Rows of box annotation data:
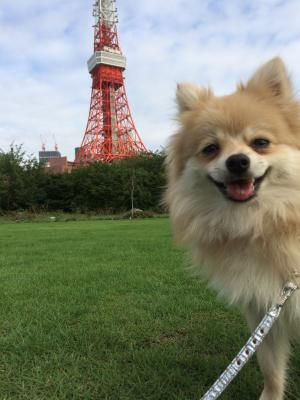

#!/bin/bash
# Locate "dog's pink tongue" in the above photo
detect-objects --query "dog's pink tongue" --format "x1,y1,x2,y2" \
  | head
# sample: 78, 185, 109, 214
227, 179, 254, 201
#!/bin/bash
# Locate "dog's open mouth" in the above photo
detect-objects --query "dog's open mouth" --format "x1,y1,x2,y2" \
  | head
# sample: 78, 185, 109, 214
209, 170, 269, 202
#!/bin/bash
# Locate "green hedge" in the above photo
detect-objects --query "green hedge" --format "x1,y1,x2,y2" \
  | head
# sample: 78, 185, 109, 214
0, 146, 165, 213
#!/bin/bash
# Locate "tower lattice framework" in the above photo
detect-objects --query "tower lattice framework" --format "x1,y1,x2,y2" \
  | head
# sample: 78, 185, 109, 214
75, 0, 147, 163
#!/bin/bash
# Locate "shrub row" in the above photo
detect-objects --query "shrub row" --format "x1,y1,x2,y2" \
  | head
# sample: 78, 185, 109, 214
0, 146, 165, 213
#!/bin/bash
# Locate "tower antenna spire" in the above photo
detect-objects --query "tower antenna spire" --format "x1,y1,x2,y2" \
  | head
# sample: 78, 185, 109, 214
75, 0, 147, 164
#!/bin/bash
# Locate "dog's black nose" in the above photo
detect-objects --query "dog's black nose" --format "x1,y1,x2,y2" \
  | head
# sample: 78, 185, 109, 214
226, 154, 250, 174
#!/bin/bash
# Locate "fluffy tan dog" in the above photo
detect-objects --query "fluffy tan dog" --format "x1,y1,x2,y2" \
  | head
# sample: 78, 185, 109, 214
166, 58, 300, 400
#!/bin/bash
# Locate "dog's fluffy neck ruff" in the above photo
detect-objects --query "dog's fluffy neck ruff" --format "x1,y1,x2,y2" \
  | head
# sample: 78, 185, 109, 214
168, 164, 300, 318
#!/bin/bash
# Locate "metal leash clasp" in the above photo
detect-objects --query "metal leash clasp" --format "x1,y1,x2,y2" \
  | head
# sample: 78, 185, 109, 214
201, 272, 300, 400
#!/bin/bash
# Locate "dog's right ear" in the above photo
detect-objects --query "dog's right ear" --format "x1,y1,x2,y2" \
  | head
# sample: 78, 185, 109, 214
176, 83, 212, 112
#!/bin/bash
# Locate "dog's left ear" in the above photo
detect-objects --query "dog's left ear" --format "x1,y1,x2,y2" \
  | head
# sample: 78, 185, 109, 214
244, 57, 293, 100
176, 83, 212, 113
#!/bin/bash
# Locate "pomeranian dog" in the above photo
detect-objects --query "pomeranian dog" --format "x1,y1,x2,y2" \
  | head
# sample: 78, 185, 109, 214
166, 58, 300, 400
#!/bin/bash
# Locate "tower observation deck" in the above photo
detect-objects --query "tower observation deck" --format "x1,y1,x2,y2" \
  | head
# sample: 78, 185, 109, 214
75, 0, 147, 164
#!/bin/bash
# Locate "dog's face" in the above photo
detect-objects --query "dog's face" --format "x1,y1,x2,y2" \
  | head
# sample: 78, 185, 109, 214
167, 58, 300, 241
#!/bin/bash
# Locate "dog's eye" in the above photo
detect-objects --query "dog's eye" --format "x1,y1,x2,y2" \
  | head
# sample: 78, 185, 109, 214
251, 138, 271, 149
202, 143, 220, 156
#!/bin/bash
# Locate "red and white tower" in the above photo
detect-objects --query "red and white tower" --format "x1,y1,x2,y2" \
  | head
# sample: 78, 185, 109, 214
75, 0, 147, 164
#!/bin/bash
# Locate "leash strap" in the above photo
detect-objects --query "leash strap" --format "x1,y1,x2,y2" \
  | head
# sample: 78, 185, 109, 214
201, 282, 298, 400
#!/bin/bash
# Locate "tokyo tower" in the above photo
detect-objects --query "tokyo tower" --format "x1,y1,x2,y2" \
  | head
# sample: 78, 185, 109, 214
75, 0, 147, 164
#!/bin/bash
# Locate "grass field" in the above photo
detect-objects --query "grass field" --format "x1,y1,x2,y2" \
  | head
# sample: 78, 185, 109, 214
0, 219, 300, 400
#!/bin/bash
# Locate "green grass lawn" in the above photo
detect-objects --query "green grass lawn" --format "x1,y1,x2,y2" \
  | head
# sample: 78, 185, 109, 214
0, 219, 300, 400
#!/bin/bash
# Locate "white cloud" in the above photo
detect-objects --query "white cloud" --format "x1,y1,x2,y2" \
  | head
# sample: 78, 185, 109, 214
0, 0, 300, 159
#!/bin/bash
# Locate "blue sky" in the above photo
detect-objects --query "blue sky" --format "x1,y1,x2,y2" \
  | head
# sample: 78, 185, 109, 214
0, 0, 300, 159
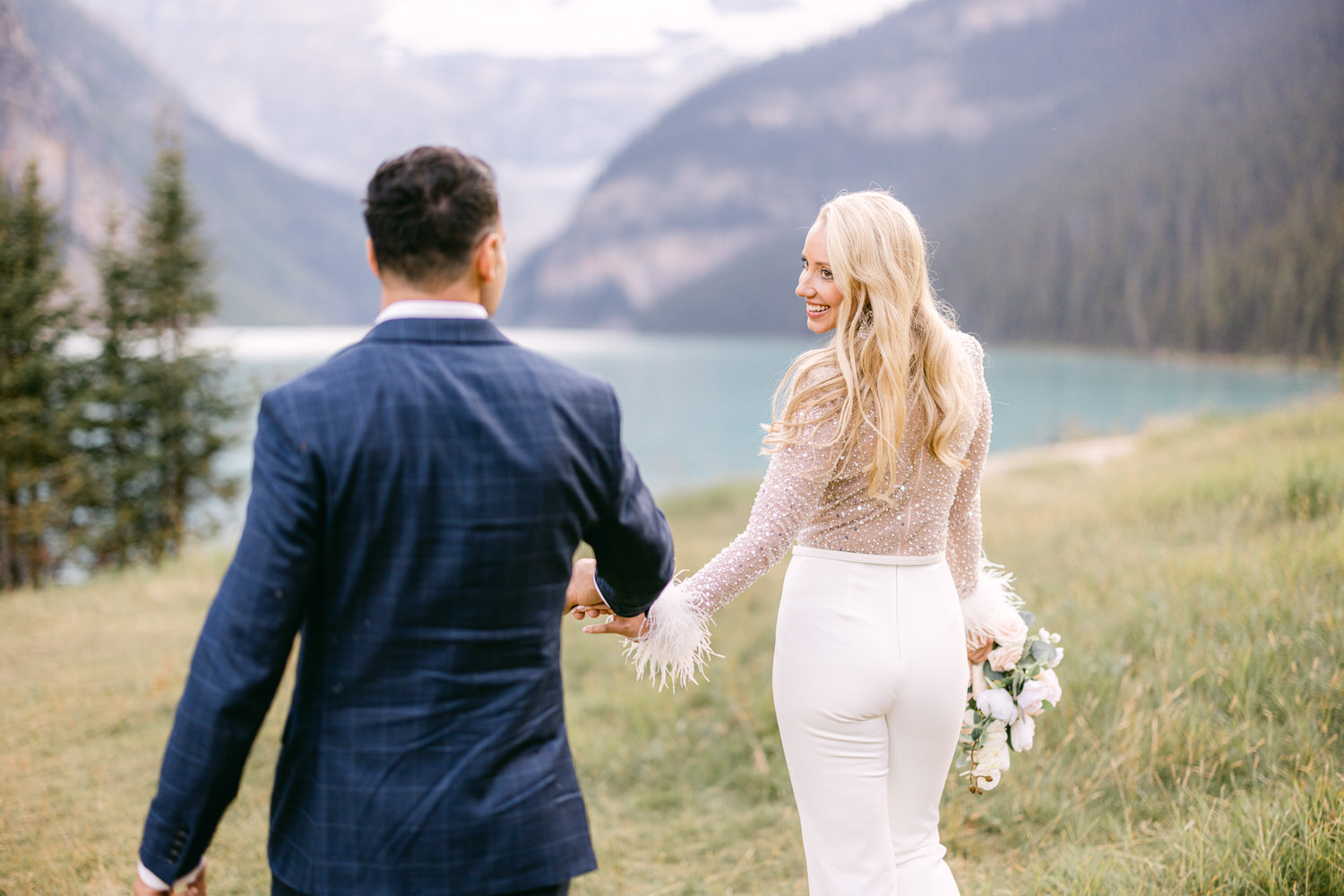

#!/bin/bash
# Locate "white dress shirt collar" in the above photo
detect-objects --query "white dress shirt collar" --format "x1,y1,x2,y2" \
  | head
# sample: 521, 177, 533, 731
374, 298, 489, 326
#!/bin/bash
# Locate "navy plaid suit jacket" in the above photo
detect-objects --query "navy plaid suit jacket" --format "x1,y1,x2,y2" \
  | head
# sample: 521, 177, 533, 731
140, 320, 674, 896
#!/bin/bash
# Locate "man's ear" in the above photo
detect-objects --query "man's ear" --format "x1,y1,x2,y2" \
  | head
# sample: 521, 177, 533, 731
365, 237, 383, 280
473, 231, 504, 283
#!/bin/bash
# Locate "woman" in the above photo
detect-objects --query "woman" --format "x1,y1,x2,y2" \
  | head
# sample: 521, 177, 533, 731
577, 191, 1002, 896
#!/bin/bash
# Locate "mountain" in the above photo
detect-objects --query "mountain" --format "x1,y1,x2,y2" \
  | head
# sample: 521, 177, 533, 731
63, 0, 741, 259
0, 0, 376, 323
505, 0, 1344, 353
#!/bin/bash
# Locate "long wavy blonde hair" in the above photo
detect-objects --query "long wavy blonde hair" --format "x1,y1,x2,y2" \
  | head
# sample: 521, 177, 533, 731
765, 189, 975, 500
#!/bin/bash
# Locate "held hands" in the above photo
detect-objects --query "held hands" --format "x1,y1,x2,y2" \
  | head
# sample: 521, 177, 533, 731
131, 868, 206, 896
564, 557, 645, 640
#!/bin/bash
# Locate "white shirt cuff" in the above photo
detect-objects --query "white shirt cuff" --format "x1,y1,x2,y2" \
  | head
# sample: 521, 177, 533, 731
136, 856, 206, 893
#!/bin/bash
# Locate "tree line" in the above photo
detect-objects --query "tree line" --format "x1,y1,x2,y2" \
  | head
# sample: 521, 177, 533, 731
935, 4, 1344, 363
0, 137, 238, 590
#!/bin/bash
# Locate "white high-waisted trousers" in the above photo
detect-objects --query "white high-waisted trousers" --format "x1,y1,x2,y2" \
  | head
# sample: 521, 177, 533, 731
774, 547, 969, 896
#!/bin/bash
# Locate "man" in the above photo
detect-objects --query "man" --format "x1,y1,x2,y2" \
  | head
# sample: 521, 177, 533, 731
136, 148, 672, 896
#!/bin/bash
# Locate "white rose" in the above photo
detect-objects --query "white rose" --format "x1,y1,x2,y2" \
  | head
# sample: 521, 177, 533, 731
976, 683, 1031, 724
976, 721, 1010, 771
1035, 669, 1064, 707
1018, 669, 1061, 716
1010, 716, 1037, 753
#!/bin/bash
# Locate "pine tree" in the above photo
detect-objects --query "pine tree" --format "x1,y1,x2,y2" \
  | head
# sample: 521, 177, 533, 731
75, 216, 164, 567
81, 140, 238, 567
124, 135, 238, 562
0, 164, 74, 589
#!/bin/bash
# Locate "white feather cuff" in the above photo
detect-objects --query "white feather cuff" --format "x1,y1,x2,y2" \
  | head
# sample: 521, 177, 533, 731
624, 582, 719, 691
961, 557, 1021, 643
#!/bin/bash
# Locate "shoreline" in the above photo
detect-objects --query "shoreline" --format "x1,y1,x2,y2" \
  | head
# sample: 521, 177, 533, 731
986, 427, 1147, 478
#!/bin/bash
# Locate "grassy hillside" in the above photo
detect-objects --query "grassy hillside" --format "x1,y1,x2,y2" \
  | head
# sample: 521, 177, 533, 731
0, 401, 1344, 896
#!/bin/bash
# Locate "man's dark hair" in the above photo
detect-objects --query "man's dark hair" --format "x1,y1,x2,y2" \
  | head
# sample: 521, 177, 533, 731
365, 146, 500, 285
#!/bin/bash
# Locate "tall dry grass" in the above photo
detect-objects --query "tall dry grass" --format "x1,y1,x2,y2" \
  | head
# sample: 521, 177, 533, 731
0, 401, 1344, 896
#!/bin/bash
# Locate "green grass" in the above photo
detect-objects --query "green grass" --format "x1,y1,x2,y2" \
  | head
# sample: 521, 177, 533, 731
0, 401, 1344, 896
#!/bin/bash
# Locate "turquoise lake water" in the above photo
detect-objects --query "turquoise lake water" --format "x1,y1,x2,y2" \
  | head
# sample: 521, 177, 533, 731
204, 328, 1340, 514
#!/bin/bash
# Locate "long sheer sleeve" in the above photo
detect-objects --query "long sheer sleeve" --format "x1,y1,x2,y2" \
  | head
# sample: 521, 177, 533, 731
680, 433, 840, 614
625, 386, 841, 689
948, 340, 994, 598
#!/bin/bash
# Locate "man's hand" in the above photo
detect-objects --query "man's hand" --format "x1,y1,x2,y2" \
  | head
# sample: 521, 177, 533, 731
583, 613, 647, 641
131, 868, 206, 896
564, 557, 612, 622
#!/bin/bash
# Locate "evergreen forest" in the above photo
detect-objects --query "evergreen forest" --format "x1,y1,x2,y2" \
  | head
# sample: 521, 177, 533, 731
0, 137, 238, 590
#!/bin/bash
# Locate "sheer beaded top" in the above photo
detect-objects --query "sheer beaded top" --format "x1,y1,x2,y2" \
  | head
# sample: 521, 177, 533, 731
682, 334, 991, 613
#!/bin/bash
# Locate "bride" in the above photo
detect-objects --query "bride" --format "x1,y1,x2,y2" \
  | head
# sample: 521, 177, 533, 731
575, 191, 1007, 896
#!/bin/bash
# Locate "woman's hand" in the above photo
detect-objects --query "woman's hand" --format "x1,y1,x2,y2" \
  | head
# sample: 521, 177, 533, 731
564, 557, 612, 622
583, 613, 648, 641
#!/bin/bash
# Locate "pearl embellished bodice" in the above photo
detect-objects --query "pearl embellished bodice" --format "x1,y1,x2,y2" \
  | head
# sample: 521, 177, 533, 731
682, 334, 992, 613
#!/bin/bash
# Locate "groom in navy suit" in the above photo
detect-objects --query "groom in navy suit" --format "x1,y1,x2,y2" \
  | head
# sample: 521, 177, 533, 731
134, 146, 672, 896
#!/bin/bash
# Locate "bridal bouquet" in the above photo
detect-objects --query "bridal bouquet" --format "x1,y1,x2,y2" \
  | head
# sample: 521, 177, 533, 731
957, 564, 1064, 794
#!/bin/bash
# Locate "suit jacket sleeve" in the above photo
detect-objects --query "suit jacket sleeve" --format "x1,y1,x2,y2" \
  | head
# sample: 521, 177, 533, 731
583, 388, 676, 616
140, 393, 322, 882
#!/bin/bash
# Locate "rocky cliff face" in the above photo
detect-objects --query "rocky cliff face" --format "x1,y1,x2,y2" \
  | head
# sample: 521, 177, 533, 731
0, 0, 134, 296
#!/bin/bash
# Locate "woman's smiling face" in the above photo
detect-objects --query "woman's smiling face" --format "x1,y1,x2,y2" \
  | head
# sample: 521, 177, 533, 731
795, 220, 843, 333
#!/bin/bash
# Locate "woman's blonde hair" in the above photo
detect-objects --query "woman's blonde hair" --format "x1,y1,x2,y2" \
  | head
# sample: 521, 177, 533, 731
765, 189, 975, 500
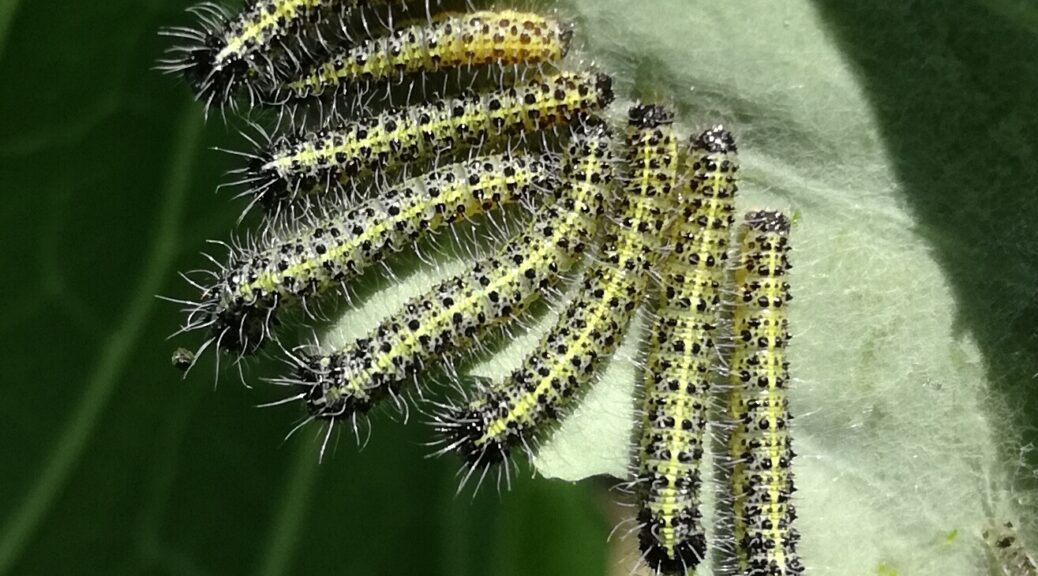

Objective:
Rewrite the entries from the start through the line containing "226, 154, 250, 174", changing every "Locate" to "Find" and leaving everything else as it is. Leave the pictures out of your answer.

Task response:
#!/bin/bash
# Find "dog's pink tongue" in the above photo
detect-objects --query "dog's pink tongue" --format "x1,y1,x2,y2" \
  | head
# sample: 78, 185, 109, 214
227, 179, 254, 201
#!/bin/bash
# Find "dog's open mouth" in the above photo
detect-objects --query "dog's open mouth" --format "x1,y1,x2,y2" \
  | head
# sample: 78, 185, 109, 214
209, 170, 269, 202
#!/bin/bash
# Find "green hedge" in the above photo
detect-objects --query "green hedge" --format "x1,y1,x2,y2" \
  | head
# sample: 78, 185, 109, 214
0, 146, 165, 213
#!/bin/bash
# Find "tower lattice framework" in the above photo
detect-objects --query "tower lattice framework" --format "x1,y1,x2,y2" \
  | head
# sample: 78, 185, 109, 214
75, 0, 147, 163
#!/bin/bash
# Find "shrub row" in the above photo
detect-objects --query "shrub row" --format "x1,y1,x2,y2" \
  | head
# sample: 78, 185, 109, 214
0, 146, 165, 213
#!/bin/bash
# Find "tower antenna spire" in the above photo
detect-objects --query "tower antenna spire" --format "x1,y1,x2,y2" \
  | head
# sample: 78, 185, 109, 214
75, 0, 147, 164
#!/bin/bash
# Find "dog's black nose" in the above photo
detect-objects --query "dog's black nose" --format "x1,y1,x2,y2" \
  | head
# sample: 78, 185, 109, 214
226, 154, 250, 174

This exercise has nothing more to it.